Task to complete →
Render the rows below as a two-column CSV with the headers text and points. Give one line per row, with its wording and its points each in a single quoted field and line breaks replaced by spaces.

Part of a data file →
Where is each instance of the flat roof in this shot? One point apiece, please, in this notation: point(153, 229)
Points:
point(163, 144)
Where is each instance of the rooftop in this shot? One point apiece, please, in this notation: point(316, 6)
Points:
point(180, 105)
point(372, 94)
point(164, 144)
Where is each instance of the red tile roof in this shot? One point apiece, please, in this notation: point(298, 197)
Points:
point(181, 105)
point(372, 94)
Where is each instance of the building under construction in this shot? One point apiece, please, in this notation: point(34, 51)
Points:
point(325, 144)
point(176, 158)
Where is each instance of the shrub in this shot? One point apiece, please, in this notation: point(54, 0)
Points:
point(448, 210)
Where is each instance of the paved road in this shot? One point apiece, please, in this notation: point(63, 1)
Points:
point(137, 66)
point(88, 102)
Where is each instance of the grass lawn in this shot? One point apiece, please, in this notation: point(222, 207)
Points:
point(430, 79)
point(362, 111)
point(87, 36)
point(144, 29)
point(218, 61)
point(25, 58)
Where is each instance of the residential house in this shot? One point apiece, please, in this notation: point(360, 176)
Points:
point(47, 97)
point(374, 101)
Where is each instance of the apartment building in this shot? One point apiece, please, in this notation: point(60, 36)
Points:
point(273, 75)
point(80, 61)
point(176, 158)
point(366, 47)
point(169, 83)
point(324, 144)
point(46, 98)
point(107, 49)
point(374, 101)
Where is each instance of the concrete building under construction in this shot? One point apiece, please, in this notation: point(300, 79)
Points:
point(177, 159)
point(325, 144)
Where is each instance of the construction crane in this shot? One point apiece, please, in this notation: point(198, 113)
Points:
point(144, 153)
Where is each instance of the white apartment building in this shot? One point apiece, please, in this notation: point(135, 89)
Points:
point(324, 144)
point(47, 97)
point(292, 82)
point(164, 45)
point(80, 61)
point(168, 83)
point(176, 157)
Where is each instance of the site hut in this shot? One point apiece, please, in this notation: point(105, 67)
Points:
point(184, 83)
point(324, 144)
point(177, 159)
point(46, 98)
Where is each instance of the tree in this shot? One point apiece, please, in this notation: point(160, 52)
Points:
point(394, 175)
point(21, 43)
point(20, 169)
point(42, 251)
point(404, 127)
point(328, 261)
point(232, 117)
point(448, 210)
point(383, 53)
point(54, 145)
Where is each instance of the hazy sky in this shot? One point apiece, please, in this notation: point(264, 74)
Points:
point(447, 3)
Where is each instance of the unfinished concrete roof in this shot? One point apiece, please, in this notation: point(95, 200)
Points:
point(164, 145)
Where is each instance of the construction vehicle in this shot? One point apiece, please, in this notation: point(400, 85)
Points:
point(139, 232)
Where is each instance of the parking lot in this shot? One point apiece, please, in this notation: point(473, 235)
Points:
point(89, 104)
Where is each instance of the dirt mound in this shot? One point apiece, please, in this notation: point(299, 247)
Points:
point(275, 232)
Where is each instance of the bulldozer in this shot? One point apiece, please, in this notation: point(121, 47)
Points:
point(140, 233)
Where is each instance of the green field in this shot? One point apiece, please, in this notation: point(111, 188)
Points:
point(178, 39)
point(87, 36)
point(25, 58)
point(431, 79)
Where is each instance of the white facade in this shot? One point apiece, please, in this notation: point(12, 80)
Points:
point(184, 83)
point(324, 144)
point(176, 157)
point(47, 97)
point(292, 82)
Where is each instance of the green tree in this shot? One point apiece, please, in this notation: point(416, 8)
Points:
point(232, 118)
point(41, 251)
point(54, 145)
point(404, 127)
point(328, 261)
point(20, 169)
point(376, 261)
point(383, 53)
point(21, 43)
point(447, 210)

Exercise response →
text,points
"Where is each instance of the flat roof in this shot? One point apiece, please, in this notation: point(153, 229) Points:","point(163, 144)"
"Where is each instance of the rooftop in this shot? One point apiece, please, in this notation: point(316, 6) Points:","point(180, 105) point(372, 94) point(164, 144)"
"Where is each instance of the red tile roof in this shot? One point apiece, please, in this notation: point(298, 197) Points:","point(181, 105) point(372, 94)"
"Where is each instance of the building under construction in this shot? One point apiece, please, in this notation: point(34, 51) Points:","point(325, 144) point(176, 158)"
"Where is each instance of the shrub in this shot? One point apiece, please, in this notation: point(54, 0) Points:","point(448, 210)"
"Where is each instance of the paved road in this shot? One point apiece, please, in this notation: point(63, 1) Points:","point(137, 66) point(88, 102)"
"Where is each instance of the grass lawn in this shot? One point apiece, please, in this notation: point(222, 207) Points:","point(430, 79) point(362, 111) point(87, 36) point(144, 29) point(218, 61) point(25, 58)"
"Where is each instance of the residential house in this shot? One point apiece, please, in this notation: point(360, 176) Points:","point(47, 97) point(374, 101)"
"Where is each instance of the apartment building in this shot? One point apiece, please, in this notation: point(60, 36) Points:","point(273, 75) point(80, 61) point(176, 158) point(366, 47) point(169, 83) point(324, 144) point(46, 98) point(107, 49) point(374, 101)"
"Where is each instance of the concrete building under construction in this shot? One point apiece, please, in this notation: point(300, 79) Points:","point(177, 159) point(325, 144)"
"Where is each instance of the construction crane in this shot? One point apiece, please, in this notation: point(198, 113) Points:","point(144, 153)"
"Where is each instance of the white apartment building in this shot? One point apiece, please, in this notation: point(135, 89) Points:","point(324, 144) point(47, 97) point(292, 82) point(164, 45) point(80, 61) point(168, 83) point(176, 157)"
"Where is each instance of the site hut in this shot? One point apiece, please, in this notation: point(105, 67) Points:","point(184, 83) point(324, 144) point(177, 159) point(46, 98)"
"Where is each instance of the tree in this shot? One point apiece, please, in this notation: point(160, 52) Points:","point(394, 175) point(21, 43) point(20, 169) point(42, 251) point(404, 127) point(328, 261) point(232, 117) point(448, 210) point(383, 53) point(54, 145)"
"Where is each instance of the hazy sky in this shot? One point apiece, please, in this notation: point(264, 74) Points:","point(447, 3)"
"Where is each instance of the unfinished concrete roof in this shot? One point apiece, please, in this notation: point(95, 200) Points:","point(164, 145)"
"Where is each instance of the construction vehicle in this shot? One point apiece, please, in this notation: point(400, 85) Points:","point(139, 232)"
"Where is each instance of the parking lot in this shot? One point apiece, please, in this notation: point(473, 235) Points:","point(89, 104)"
"Where is each instance of the dirt mound in this shot? One point apiece, please, in this notation: point(299, 247) Points:","point(275, 232)"
"Where is each instance of the bulldozer in this shot? One point apiece, please, in this notation: point(121, 47) Points:","point(140, 233)"
"Where is each instance of the green field in this shot? One point apiece, please, in this notation: point(111, 188) Points:","point(178, 39) point(87, 36) point(25, 58) point(431, 79)"
"Where is each instance of the white facade in this shot? One point apiece, please, in this notation: point(12, 80) Points:","point(184, 83) point(324, 144) point(176, 157) point(47, 97) point(292, 82)"
"Where is each instance of the green tree in this shot? One point apiece, please, in this notation: point(416, 8) Points:","point(232, 118) point(41, 251) point(54, 145) point(404, 127) point(328, 261) point(20, 169) point(376, 261) point(383, 53) point(21, 43) point(447, 210)"